(Data to use)

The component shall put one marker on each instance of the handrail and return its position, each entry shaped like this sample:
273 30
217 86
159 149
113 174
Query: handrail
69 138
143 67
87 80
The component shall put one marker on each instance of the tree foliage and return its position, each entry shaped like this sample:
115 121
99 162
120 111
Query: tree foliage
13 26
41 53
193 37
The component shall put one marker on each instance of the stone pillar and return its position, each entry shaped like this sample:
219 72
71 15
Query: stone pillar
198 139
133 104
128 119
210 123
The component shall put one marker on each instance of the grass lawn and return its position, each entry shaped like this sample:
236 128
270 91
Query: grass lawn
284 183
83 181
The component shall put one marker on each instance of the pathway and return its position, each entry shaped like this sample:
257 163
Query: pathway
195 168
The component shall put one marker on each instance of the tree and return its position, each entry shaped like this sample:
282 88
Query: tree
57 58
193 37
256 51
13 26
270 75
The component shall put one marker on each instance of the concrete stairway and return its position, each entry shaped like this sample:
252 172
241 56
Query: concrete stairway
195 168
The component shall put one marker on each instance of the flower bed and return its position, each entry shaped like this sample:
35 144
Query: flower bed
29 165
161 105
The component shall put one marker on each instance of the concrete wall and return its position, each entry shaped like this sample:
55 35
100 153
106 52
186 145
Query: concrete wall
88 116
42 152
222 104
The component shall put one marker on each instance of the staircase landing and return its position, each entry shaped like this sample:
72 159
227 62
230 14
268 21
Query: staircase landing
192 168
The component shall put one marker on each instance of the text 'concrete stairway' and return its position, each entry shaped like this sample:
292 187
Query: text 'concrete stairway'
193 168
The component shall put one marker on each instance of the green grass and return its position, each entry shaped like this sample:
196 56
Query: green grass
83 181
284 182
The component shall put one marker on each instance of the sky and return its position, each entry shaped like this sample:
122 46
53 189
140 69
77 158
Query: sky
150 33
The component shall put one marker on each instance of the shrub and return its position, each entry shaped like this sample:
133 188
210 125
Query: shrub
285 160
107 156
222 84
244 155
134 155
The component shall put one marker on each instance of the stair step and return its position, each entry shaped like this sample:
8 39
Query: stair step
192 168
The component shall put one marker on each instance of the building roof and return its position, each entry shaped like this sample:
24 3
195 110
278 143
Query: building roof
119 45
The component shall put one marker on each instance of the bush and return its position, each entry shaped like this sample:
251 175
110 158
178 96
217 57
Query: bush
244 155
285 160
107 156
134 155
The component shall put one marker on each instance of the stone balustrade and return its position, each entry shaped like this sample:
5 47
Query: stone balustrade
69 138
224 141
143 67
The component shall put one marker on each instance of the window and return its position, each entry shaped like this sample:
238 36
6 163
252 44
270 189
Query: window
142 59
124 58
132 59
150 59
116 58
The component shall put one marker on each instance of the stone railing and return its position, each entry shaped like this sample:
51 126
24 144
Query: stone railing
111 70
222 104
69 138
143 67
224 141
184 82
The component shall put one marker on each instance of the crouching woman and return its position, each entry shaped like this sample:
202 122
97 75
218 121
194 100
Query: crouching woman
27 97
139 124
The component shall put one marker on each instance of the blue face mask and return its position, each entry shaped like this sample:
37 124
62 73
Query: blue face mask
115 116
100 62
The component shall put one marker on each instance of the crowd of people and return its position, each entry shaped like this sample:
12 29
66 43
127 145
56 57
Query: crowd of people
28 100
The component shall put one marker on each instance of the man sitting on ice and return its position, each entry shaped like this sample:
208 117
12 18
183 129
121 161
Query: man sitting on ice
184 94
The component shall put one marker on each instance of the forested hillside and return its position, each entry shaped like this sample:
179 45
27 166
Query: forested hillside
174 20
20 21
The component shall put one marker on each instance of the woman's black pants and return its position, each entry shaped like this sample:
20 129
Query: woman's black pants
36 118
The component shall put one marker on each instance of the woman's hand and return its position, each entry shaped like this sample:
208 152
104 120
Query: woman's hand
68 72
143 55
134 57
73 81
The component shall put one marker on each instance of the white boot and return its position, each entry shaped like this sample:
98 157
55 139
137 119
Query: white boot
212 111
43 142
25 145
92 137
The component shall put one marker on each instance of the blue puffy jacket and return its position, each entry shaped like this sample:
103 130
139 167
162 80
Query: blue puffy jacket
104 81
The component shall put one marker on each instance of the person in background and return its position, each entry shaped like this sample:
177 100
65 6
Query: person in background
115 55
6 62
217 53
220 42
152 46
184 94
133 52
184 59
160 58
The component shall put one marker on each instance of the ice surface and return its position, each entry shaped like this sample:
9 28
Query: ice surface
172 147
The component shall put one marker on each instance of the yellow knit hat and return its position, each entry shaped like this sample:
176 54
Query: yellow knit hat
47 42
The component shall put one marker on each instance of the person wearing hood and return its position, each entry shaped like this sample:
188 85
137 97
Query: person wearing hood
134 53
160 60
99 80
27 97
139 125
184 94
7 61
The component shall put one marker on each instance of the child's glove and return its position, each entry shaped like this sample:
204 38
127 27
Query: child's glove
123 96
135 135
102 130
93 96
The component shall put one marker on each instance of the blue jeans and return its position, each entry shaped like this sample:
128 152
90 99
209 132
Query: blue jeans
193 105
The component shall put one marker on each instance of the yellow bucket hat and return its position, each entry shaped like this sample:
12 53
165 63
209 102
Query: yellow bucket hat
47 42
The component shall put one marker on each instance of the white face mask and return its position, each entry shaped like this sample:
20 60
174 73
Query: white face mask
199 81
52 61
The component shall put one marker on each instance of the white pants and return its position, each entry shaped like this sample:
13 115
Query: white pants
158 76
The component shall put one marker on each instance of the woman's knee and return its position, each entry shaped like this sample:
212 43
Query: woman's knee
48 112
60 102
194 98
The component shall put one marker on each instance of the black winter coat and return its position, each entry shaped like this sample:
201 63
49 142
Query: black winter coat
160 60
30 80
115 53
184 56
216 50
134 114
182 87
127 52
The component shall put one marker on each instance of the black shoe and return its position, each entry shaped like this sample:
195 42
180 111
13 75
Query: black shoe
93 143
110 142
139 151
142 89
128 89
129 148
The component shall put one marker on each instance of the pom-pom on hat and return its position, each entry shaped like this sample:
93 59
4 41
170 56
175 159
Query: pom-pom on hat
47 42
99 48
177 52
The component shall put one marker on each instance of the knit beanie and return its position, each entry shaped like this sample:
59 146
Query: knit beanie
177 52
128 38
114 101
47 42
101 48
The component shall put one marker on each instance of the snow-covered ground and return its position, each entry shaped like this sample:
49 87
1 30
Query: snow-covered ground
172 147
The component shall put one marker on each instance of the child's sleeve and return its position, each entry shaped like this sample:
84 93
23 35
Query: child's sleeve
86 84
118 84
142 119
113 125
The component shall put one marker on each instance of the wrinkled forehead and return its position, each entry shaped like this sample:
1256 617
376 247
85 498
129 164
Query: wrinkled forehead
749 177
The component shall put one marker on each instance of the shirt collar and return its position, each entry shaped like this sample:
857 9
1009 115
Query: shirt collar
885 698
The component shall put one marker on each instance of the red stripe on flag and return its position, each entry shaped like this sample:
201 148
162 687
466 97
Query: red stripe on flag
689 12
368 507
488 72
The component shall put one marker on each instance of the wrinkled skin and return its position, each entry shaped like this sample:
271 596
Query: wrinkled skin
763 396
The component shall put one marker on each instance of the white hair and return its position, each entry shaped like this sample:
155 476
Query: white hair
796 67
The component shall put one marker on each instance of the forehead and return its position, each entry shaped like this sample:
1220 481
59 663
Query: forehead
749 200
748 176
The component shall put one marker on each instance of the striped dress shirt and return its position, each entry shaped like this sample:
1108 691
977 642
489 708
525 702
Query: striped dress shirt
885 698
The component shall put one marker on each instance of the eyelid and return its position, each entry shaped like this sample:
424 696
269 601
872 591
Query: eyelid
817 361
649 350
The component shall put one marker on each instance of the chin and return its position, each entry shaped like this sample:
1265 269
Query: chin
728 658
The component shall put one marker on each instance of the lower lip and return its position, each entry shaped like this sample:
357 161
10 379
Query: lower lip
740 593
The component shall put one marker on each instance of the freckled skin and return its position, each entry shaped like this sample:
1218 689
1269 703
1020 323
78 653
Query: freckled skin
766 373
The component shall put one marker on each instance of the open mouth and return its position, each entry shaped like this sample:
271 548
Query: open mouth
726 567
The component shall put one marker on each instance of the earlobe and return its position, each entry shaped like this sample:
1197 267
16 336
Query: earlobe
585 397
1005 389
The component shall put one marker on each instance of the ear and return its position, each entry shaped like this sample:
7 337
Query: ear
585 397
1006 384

(End Data to use)

What you need to do —
Each line from the one containing "Query: open mouth" through the end of the material should be restated word for word; leave out every line before it.

Solution —
Query: open mouth
726 567
The component shall put one marker on each instance of the earlobe and return its position, each entry shaped like this sample:
1197 267
16 336
Query: earlobe
585 397
1005 389
The component shall put one marker on each instance of the ear and return its position, each entry shaped like this sample:
7 337
Query: ear
585 397
1006 384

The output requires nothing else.